(Dataset entries)
-=-=-

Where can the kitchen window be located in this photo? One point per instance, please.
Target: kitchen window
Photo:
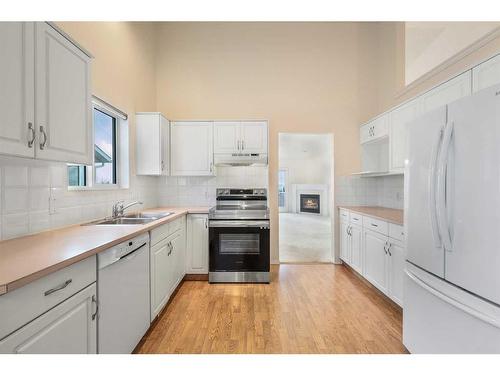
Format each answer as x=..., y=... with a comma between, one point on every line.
x=110, y=166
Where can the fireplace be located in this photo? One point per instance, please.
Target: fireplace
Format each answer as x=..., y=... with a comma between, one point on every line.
x=310, y=203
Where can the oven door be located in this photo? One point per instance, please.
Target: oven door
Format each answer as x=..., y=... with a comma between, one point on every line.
x=239, y=245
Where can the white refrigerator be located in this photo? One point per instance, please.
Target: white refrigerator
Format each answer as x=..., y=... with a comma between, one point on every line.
x=452, y=219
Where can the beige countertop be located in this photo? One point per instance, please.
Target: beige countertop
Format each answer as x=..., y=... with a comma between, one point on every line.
x=391, y=215
x=25, y=259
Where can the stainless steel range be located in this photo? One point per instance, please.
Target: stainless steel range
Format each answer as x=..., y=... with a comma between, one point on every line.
x=239, y=237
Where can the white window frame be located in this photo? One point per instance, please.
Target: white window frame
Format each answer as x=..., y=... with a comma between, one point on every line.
x=121, y=152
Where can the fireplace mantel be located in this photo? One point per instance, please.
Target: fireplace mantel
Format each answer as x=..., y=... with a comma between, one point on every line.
x=321, y=190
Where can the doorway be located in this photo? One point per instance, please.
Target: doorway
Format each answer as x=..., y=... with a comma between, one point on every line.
x=305, y=198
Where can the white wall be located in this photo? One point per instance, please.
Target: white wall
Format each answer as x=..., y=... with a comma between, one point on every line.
x=200, y=191
x=26, y=186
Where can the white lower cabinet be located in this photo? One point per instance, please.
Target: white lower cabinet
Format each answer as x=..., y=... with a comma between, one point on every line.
x=356, y=247
x=375, y=250
x=68, y=328
x=197, y=244
x=375, y=259
x=168, y=248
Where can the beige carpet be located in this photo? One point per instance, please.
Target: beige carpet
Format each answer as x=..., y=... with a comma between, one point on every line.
x=305, y=238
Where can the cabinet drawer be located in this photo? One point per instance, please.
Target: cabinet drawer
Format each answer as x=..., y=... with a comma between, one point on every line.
x=163, y=231
x=344, y=215
x=356, y=218
x=25, y=304
x=396, y=232
x=376, y=225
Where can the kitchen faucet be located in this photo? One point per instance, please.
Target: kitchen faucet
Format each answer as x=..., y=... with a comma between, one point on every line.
x=119, y=208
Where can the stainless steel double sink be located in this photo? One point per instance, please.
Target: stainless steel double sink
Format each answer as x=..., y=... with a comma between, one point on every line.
x=132, y=219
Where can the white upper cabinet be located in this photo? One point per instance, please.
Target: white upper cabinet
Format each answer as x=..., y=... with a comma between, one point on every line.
x=152, y=144
x=17, y=89
x=254, y=137
x=454, y=89
x=191, y=147
x=236, y=137
x=398, y=134
x=227, y=137
x=62, y=98
x=486, y=74
x=376, y=129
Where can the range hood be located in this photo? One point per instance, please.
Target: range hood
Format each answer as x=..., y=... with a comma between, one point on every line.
x=240, y=159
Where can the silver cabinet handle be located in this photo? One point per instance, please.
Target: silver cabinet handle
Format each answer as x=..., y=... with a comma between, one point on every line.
x=94, y=301
x=62, y=286
x=42, y=144
x=31, y=129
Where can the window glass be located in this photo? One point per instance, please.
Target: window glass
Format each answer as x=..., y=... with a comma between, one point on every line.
x=104, y=148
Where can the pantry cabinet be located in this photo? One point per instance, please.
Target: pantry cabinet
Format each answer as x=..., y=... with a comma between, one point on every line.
x=191, y=144
x=17, y=127
x=197, y=244
x=44, y=77
x=486, y=74
x=236, y=137
x=152, y=144
x=68, y=328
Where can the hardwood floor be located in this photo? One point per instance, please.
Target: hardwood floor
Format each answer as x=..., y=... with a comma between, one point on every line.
x=320, y=308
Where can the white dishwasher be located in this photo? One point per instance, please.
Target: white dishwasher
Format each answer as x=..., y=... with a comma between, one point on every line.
x=123, y=293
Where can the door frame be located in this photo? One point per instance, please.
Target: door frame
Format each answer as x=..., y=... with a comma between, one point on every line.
x=334, y=258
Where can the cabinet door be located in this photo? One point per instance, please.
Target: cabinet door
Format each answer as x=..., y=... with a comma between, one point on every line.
x=68, y=328
x=161, y=277
x=486, y=74
x=345, y=243
x=398, y=142
x=356, y=254
x=17, y=89
x=227, y=137
x=165, y=146
x=191, y=146
x=178, y=258
x=197, y=244
x=447, y=92
x=396, y=271
x=254, y=137
x=375, y=259
x=63, y=105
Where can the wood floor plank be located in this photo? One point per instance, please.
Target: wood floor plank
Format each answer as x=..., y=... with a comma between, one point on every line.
x=310, y=308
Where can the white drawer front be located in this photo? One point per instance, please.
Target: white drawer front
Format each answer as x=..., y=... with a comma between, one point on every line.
x=396, y=232
x=25, y=304
x=344, y=215
x=356, y=218
x=376, y=225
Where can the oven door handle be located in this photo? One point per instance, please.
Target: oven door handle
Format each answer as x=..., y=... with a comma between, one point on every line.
x=263, y=224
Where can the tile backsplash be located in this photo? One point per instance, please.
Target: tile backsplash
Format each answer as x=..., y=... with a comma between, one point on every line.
x=386, y=191
x=34, y=197
x=200, y=191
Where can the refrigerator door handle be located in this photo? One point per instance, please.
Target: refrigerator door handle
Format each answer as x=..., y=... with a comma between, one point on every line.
x=432, y=190
x=442, y=214
x=459, y=305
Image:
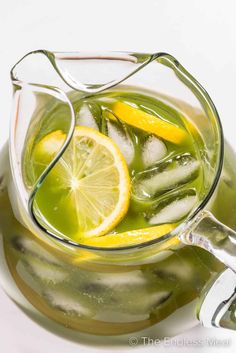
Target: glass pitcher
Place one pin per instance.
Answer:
(157, 288)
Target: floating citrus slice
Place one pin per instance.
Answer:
(87, 192)
(150, 123)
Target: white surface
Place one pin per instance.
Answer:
(201, 34)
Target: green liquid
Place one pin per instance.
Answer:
(68, 292)
(132, 142)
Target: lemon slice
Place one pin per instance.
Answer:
(132, 237)
(87, 192)
(150, 123)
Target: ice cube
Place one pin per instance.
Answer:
(67, 301)
(153, 151)
(118, 134)
(86, 118)
(44, 271)
(173, 208)
(165, 176)
(30, 247)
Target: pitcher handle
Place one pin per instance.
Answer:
(218, 303)
(212, 235)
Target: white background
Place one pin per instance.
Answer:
(201, 34)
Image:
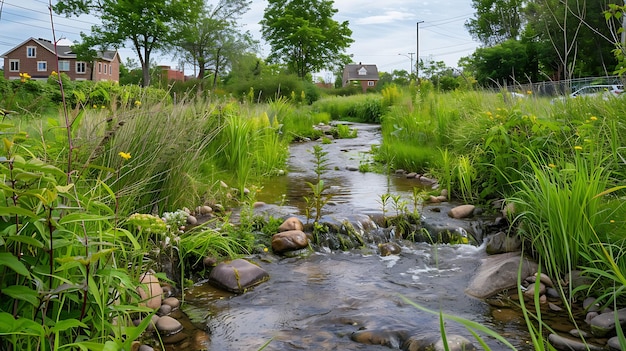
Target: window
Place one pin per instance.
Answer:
(42, 66)
(81, 67)
(14, 65)
(64, 66)
(31, 51)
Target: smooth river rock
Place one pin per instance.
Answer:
(237, 276)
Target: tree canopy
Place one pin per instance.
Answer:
(147, 25)
(303, 35)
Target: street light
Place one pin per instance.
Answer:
(417, 51)
(411, 58)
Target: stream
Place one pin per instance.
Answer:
(317, 302)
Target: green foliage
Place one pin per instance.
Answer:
(305, 36)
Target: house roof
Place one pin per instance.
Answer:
(361, 72)
(64, 51)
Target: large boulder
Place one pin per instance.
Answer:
(289, 241)
(237, 276)
(499, 272)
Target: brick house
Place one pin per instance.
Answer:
(36, 57)
(364, 75)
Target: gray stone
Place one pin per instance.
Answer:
(567, 344)
(289, 241)
(291, 223)
(172, 302)
(435, 343)
(237, 276)
(501, 243)
(604, 324)
(499, 272)
(462, 211)
(167, 325)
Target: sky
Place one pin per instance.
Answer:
(384, 32)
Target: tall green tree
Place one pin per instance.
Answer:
(214, 39)
(144, 25)
(303, 35)
(496, 21)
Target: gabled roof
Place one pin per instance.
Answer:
(64, 51)
(355, 72)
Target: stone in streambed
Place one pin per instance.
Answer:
(237, 276)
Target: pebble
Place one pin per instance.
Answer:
(167, 325)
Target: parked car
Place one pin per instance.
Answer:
(606, 91)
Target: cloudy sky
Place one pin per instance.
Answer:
(384, 32)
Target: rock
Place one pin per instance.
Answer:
(167, 325)
(173, 302)
(567, 344)
(530, 291)
(604, 324)
(462, 211)
(499, 272)
(289, 241)
(291, 223)
(389, 338)
(388, 248)
(237, 276)
(435, 343)
(502, 243)
(150, 291)
(590, 304)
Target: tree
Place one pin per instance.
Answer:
(146, 24)
(496, 21)
(303, 34)
(213, 40)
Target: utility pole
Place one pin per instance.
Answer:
(417, 52)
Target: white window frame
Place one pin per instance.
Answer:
(79, 65)
(64, 66)
(42, 66)
(29, 53)
(14, 65)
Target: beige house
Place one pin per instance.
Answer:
(364, 75)
(37, 58)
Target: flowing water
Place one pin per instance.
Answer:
(317, 302)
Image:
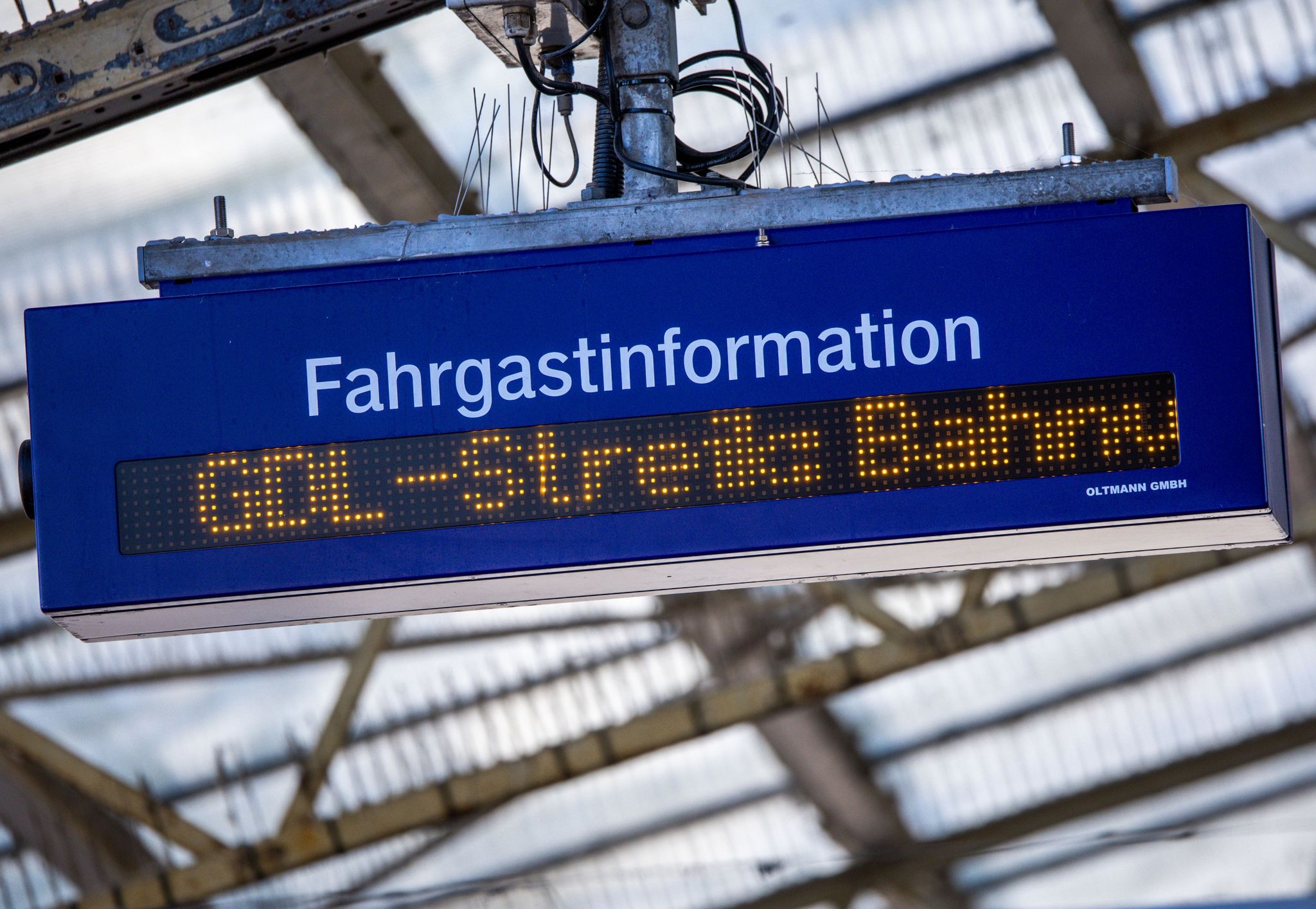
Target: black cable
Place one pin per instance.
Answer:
(589, 33)
(706, 179)
(551, 86)
(609, 176)
(753, 90)
(538, 153)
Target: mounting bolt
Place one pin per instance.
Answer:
(1071, 154)
(30, 506)
(636, 14)
(222, 222)
(517, 22)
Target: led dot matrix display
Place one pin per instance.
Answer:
(650, 463)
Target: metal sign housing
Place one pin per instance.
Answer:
(653, 415)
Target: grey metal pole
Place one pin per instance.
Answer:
(644, 49)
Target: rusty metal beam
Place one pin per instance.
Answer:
(114, 61)
(700, 714)
(136, 675)
(89, 845)
(315, 768)
(103, 788)
(1097, 42)
(350, 113)
(820, 757)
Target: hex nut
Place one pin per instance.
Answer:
(519, 22)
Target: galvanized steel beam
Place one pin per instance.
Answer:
(619, 221)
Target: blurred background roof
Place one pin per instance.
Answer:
(1153, 744)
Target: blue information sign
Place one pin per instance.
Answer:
(683, 414)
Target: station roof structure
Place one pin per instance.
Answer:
(1101, 734)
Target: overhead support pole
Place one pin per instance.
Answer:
(644, 50)
(1095, 40)
(350, 113)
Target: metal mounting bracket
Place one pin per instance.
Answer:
(556, 24)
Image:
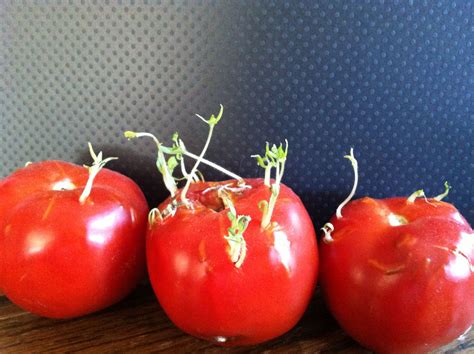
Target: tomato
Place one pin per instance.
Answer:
(396, 273)
(205, 292)
(61, 257)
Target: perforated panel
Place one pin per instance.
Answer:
(391, 79)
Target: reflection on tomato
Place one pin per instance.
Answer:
(205, 293)
(62, 258)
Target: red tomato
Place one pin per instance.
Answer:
(61, 258)
(201, 289)
(397, 275)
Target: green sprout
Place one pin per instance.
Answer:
(275, 157)
(235, 237)
(176, 152)
(97, 164)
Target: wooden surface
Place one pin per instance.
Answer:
(138, 324)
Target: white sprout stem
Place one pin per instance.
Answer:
(328, 228)
(354, 187)
(443, 195)
(213, 165)
(198, 161)
(93, 171)
(268, 171)
(88, 188)
(417, 194)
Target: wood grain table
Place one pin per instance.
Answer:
(138, 325)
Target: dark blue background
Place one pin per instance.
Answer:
(393, 79)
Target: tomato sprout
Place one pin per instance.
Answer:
(328, 228)
(275, 157)
(177, 152)
(355, 167)
(443, 195)
(153, 215)
(97, 164)
(212, 122)
(417, 194)
(235, 238)
(165, 167)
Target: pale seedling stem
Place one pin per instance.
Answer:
(443, 195)
(354, 186)
(189, 177)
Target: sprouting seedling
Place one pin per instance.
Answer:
(211, 122)
(235, 237)
(165, 167)
(355, 167)
(443, 195)
(275, 157)
(97, 164)
(328, 228)
(420, 193)
(177, 153)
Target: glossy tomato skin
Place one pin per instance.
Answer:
(61, 258)
(206, 295)
(398, 274)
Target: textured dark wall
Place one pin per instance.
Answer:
(393, 79)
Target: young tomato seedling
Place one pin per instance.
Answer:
(397, 273)
(72, 238)
(233, 262)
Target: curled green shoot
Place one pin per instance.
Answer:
(165, 167)
(177, 152)
(274, 158)
(235, 237)
(328, 228)
(212, 122)
(97, 164)
(416, 194)
(443, 195)
(355, 167)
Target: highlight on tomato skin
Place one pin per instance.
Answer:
(232, 262)
(66, 249)
(397, 273)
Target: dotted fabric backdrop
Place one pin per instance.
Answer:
(393, 79)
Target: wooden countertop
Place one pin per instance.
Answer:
(137, 324)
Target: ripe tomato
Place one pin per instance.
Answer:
(61, 258)
(397, 273)
(205, 292)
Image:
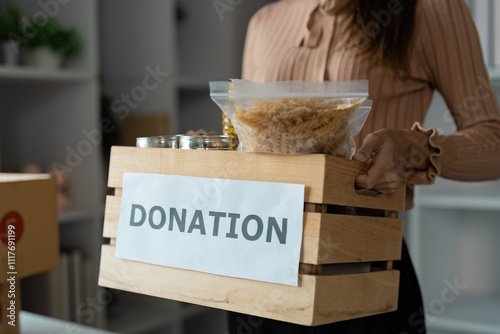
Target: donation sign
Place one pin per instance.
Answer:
(245, 229)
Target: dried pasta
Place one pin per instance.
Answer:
(295, 125)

-=-=-

- [What you have to do] Search the entries for the word "dishwasher". Copy every line where it occurs.

- [Exercise output]
Where can the white dishwasher be located in this photo? One point per instance, please.
Target: white dishwasher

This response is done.